Required action
Return every entry in the listing word for word.

Task data
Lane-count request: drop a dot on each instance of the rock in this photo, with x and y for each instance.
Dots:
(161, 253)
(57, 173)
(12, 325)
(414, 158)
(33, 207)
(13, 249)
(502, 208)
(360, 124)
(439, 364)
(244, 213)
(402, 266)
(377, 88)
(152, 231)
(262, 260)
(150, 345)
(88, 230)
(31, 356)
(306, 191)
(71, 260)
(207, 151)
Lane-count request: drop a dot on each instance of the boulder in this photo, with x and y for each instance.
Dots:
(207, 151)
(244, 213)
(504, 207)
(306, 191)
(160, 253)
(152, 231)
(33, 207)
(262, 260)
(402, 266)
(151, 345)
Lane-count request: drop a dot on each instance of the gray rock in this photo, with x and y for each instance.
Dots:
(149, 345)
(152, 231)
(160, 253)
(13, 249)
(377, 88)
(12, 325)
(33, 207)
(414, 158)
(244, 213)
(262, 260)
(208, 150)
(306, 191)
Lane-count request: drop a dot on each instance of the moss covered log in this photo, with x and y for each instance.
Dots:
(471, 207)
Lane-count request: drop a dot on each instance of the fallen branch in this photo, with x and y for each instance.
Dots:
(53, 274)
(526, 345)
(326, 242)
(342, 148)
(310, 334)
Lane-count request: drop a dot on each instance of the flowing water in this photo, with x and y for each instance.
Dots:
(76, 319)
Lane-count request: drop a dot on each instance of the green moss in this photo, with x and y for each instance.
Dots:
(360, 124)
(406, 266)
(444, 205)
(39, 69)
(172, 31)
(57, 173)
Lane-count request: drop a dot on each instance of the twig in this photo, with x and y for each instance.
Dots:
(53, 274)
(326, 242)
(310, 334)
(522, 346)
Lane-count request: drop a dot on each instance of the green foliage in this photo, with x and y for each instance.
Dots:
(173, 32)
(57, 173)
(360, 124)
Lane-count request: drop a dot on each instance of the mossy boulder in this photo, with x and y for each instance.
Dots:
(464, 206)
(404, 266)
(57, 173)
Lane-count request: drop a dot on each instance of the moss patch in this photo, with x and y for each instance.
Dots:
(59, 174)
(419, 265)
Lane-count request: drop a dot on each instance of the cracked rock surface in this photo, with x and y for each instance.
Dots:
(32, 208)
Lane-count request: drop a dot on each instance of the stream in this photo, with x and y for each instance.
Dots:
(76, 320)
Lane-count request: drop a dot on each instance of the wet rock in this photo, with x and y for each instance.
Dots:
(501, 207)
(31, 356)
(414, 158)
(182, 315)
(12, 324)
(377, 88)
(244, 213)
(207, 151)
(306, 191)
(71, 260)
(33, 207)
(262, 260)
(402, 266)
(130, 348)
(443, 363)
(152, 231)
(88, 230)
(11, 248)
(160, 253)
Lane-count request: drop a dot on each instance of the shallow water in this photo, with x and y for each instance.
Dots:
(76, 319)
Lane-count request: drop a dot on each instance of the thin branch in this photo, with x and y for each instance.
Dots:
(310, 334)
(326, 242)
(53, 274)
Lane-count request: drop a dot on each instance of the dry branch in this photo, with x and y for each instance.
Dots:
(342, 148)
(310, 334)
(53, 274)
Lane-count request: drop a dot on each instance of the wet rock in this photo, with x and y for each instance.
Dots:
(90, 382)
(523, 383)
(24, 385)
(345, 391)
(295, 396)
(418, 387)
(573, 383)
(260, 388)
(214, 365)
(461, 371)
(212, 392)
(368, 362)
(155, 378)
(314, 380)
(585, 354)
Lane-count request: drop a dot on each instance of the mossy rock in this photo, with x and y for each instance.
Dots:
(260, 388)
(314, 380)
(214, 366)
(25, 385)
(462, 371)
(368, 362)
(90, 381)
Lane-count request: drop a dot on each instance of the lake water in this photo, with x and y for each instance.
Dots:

Result of this task
Lane-count request: drop a dot on each instance of the rock in this photo, with x and y for each instance.
Dots:
(161, 253)
(57, 173)
(12, 325)
(414, 158)
(33, 207)
(13, 249)
(502, 208)
(360, 124)
(439, 364)
(244, 213)
(402, 266)
(377, 88)
(152, 231)
(262, 260)
(150, 345)
(88, 230)
(31, 356)
(306, 191)
(71, 260)
(207, 151)
Lane-count request: drop a dot on each instance of the boulder in this photo, with x and y for each instance.
Dots:
(207, 151)
(244, 213)
(504, 207)
(306, 191)
(160, 253)
(152, 231)
(33, 207)
(262, 260)
(402, 266)
(151, 345)
Lane-count request: drop a dot on each instance of the gray rock in this photo, with x and y for each instance.
Dots:
(149, 345)
(152, 231)
(160, 253)
(13, 249)
(377, 88)
(12, 325)
(33, 207)
(414, 158)
(244, 213)
(262, 260)
(208, 150)
(306, 191)
Lane-count request: drop a dot on each instance of the moss covered log in this photo, with x and y for each instance.
Dots:
(471, 207)
Lane-count request: drop a dot on each instance of the fallen branch in this photo, with x and y for each instance.
Dots:
(53, 274)
(526, 345)
(326, 242)
(342, 148)
(310, 334)
Lane-count request: drop a dot on each instance of the flowing water in this photo, with x and y for each instance.
Dots:
(76, 319)
Lane-count request: drop a dot on each instance of the green moss in this photo, with x and y for each instance.
Dots:
(360, 124)
(406, 266)
(444, 205)
(39, 69)
(172, 31)
(57, 173)
Lane-count request: drop a dot on each instance of the twig in this photo, with x and y for each instance.
Dots:
(53, 274)
(326, 242)
(310, 334)
(522, 346)
Lane-count request: drop a dot on each instance of the green foliage in this photo, with x and y for each instance.
Dots:
(173, 32)
(57, 173)
(360, 124)
Lane-count request: drop a dot on each instance of the mossy boulder in this photo, with x and y for each instance.
Dots:
(464, 206)
(404, 266)
(57, 173)
Lane-count request: drop a dot on each instance of the moss patch in this photo, with x and y for each instance.
Dots:
(59, 174)
(419, 265)
Lane-count request: drop a dot on each instance of the cracked rock surface in this photo, with x and y for each instance.
Dots:
(32, 208)
Lane-count request: drop a dot on each instance of the stream in this photo, with x and y for each instance.
Dots:
(76, 320)
Lane-count request: drop a dot on each instance of the wet rock in this photo, with x and y for each instance.
Dots:
(501, 207)
(31, 356)
(414, 158)
(182, 315)
(12, 324)
(377, 88)
(244, 213)
(207, 151)
(306, 191)
(71, 260)
(33, 207)
(262, 260)
(402, 266)
(130, 348)
(443, 363)
(152, 231)
(88, 230)
(11, 248)
(160, 253)
Lane-count request: drop a dot on each instance of the shallow water in this photo, with x and y for each instance.
Dots:
(76, 319)
Lane-count request: drop a dot on each instance of the thin branch in this photo, with x and y for each instance.
Dots:
(310, 334)
(326, 242)
(53, 274)
Lane-count request: drop a dot on each instance of the dry branch in this photo, with x and y for each instance.
Dots:
(342, 148)
(310, 334)
(53, 274)
Lane-count request: drop a dot on each instance of the wet rock in this photo, with x and y for each instance.
Dots:
(90, 382)
(523, 383)
(24, 385)
(345, 391)
(295, 396)
(418, 387)
(573, 383)
(260, 388)
(214, 365)
(461, 371)
(212, 392)
(368, 362)
(155, 378)
(314, 380)
(585, 354)
Lane-count request: drop a dot on each instance of the mossy rock in this photo, with x and y for each instance.
Dots:
(260, 388)
(314, 380)
(214, 366)
(25, 385)
(462, 371)
(368, 362)
(90, 381)
Lane-count request: drop a dot on each instance of the lake water in this photo, with x and y for each instance.
Dots:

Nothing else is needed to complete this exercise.